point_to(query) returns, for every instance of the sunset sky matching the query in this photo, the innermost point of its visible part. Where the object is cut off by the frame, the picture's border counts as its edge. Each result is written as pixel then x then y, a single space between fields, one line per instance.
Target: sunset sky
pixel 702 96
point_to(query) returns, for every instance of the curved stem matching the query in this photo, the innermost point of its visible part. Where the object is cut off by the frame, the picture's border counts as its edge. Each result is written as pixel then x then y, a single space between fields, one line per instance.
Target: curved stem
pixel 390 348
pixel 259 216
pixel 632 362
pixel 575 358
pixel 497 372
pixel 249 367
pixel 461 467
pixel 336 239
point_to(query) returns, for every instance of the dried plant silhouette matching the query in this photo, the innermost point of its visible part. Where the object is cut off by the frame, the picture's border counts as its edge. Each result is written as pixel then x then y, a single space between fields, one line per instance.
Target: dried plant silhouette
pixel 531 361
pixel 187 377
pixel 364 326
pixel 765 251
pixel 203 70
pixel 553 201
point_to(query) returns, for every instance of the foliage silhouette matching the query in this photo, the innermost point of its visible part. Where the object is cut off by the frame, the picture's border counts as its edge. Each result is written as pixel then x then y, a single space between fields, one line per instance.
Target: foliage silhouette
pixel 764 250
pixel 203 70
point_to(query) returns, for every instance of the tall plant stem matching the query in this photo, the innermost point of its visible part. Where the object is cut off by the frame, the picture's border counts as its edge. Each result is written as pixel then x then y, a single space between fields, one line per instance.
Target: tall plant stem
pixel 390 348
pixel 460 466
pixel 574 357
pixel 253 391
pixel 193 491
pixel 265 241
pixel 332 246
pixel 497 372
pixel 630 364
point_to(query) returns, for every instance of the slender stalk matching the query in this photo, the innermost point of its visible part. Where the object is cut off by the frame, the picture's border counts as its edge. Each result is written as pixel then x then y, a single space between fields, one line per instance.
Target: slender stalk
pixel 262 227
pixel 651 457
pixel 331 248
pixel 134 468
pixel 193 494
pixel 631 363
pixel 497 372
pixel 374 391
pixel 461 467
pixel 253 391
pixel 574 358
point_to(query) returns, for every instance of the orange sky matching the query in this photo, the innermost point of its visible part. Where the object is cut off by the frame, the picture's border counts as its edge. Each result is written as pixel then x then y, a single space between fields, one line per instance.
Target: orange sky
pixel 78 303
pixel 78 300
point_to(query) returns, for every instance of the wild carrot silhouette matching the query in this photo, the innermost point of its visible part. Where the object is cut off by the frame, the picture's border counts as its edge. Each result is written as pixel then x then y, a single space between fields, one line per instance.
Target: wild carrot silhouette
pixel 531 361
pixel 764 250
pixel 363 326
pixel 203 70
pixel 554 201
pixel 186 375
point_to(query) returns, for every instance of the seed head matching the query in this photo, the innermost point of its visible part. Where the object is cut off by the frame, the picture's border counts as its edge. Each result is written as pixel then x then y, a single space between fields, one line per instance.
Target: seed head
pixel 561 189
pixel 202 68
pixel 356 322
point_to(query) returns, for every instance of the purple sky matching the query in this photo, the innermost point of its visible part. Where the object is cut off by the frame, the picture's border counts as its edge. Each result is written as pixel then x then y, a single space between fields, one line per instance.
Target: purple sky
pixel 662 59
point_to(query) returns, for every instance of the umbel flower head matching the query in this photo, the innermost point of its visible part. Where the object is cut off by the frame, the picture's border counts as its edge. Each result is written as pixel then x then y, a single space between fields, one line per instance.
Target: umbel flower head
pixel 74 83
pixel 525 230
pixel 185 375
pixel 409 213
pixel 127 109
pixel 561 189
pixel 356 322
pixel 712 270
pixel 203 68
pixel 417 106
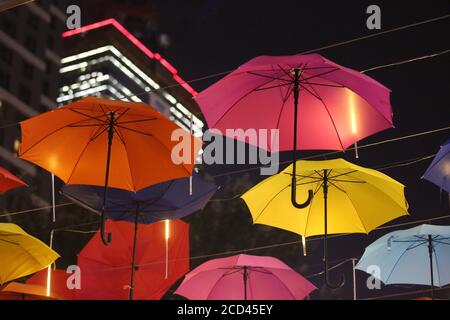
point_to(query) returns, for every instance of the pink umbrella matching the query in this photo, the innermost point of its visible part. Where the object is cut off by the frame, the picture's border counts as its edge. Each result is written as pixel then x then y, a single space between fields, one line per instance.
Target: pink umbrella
pixel 244 277
pixel 338 106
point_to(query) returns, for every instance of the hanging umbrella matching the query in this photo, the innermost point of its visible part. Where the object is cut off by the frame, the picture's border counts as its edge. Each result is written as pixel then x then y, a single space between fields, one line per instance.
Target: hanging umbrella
pixel 9 181
pixel 22 291
pixel 57 286
pixel 165 201
pixel 347 199
pixel 314 102
pixel 108 143
pixel 420 255
pixel 21 254
pixel 106 273
pixel 244 277
pixel 439 170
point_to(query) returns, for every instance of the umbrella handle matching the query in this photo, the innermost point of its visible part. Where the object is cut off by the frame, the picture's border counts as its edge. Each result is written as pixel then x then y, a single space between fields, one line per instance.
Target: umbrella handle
pixel 106 240
pixel 331 285
pixel 294 197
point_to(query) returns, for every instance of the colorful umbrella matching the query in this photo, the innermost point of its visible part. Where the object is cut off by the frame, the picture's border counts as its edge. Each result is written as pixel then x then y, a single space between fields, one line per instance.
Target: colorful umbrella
----------
Reproduce all of the material above word for word, leaving out the pictures.

▸ Task response
point_to(query) returns, for every instance of the sunset sky matching the query in this photo, the innermost point of its visible part. Where the object is cut off by the frame, the picture's border counts as its edge. Each result is written as pixel then x then y, a single space between fields, one line per instance.
Target: sunset sky
pixel 702 96
point_to(query) returns, for every instance of the curved stem matching the query in this photo, the innermost point of its visible part. Where the object is cut off by the frame, the picture's border counts as its edge. Each result is written as pixel then x then y, a single space between fields, one line per instance.
Target: curved stem
pixel 390 348
pixel 259 216
pixel 632 362
pixel 575 358
pixel 497 372
pixel 249 367
pixel 461 467
pixel 336 239
point_to(query) returns, for every instance of the dried plant silhouette matching the query in this photo, the innermost point of its visible part. Where the object is cut off by the frame, the picture's border counts as its edge. Each result is written as pixel then x then y, a single space between fields, one line per instance.
Target: dried plant silhouette
pixel 531 361
pixel 187 377
pixel 364 326
pixel 765 251
pixel 203 70
pixel 553 201
point_to(query) returns, for every instance of the foliage silhouette matching the query in this photo, the innermost point of its visible part. Where the object is cut off by the frame, the picture's border counts as its edge. Each result is written as pixel then x then y, a single space between fields, one line per instance.
Target: foliage silhouette
pixel 764 250
pixel 203 70
point_to(query) returns, for every instance of the tall plant stem matching the query in this photo, the innermost point of its visible part. Where the object is cut off by the frame, the picture's border counts as its edge. Each result is written as pixel then x then y, a single space between fields, one line per instance.
Target: tall plant stem
pixel 390 348
pixel 460 466
pixel 574 357
pixel 253 391
pixel 193 491
pixel 265 241
pixel 332 246
pixel 497 372
pixel 630 364
point_to(query) returns, for every instance of the slender stalk matching the query in this photo, the innermost point of its visible part. Where the object is cut off by the frame, the picture's border counts as its edge. Each result is written as pixel then x then y, a single space between fields, one line per instance.
Target: slender stalk
pixel 262 227
pixel 651 457
pixel 331 248
pixel 134 468
pixel 193 494
pixel 631 363
pixel 497 372
pixel 374 391
pixel 461 467
pixel 253 391
pixel 574 358
point_to(query) returns, for every instance of the orange sky matching the query in this photo, the innermost point of its visible part. Where the object is cut off by the frame, the picture's border counts as its edge. Each result is written as pixel then x then y, a single space between fields, one line per instance.
Target: orange sky
pixel 78 303
pixel 78 300
point_to(query) returns, for every instance of the wild carrot silhouette matching the query in this photo, the innermost point of its visible part. Where the object is cut off by the frame, the picture's border counts as its edge. Each result is written as pixel then x then y, a single space between fields, one line per instance.
Target: wild carrot silhouette
pixel 531 361
pixel 764 250
pixel 363 326
pixel 203 70
pixel 554 201
pixel 186 375
point_to(query) returns, for every instance of the seed head matching the query in this photo, the innermost point of its visible part. Where the object is cut off by the frame, the picture's border counts as its edge. Each result is written as pixel then x then y, a single space between fields, one line per instance.
Target: seed head
pixel 561 189
pixel 202 68
pixel 356 322
point_to(query) returns, for every instance of the purple sky matching the query in this photo, the innermost point of its visible part. Where the object is cut off by the frame, the picture's border counts as its edge. Each result is written as pixel then x then y, a single space between fields, one line per instance.
Target: purple sky
pixel 662 59
point_to(query) returns, for every instance of the umbel flower head matching the query in this photo, the innermost point of its visible part. Where the object is cut off by the frame, the picture's border counts as its edge. Each result is written as pixel then x then y, a single space between fields, one line per instance.
Target: umbel flower head
pixel 74 83
pixel 525 230
pixel 185 375
pixel 409 213
pixel 127 109
pixel 561 189
pixel 356 322
pixel 712 270
pixel 203 68
pixel 417 106
point_to(query) returns, for every instance of the pink umbrella matching the query in this photo, the innermost point of its visible part. Where the object is cut off by the frame, the picture's border counts as its edge. Each result is written as pixel then x then y, a single space between fields, one line per instance.
Target: pink umbrella
pixel 244 277
pixel 338 106
point_to(query) returns, for every instance of the hanging umbrella matching the query in this photo, the innermost point of its visible part. Where the object is cut off by the frame, the picture's border counts as its edge. Each result is written as pixel then x then y, a single space between fields, one line per instance.
Target: hanging umbrella
pixel 9 181
pixel 22 291
pixel 57 286
pixel 165 201
pixel 347 199
pixel 314 102
pixel 108 143
pixel 420 255
pixel 21 254
pixel 106 273
pixel 244 277
pixel 439 170
point_to(query) returns, for every instance of the umbrella handle matching the query in this photo, the innermost point of its visible part. Where the object is cut off by the frame, the picture's border counts as its edge. Each result is written as pixel then x then y, a single space between fields, one line per instance.
Target: umbrella handle
pixel 106 240
pixel 331 285
pixel 294 197
point_to(query) returns, for every instance of the colorful umbrella matching the query in this photo, the innermost point of its visible part. Where the object is cut off by the frame, the picture's border counts as its edge. Each result is written as pixel then x then y, a single space between fields, one line per instance.
Target: colorful umbrella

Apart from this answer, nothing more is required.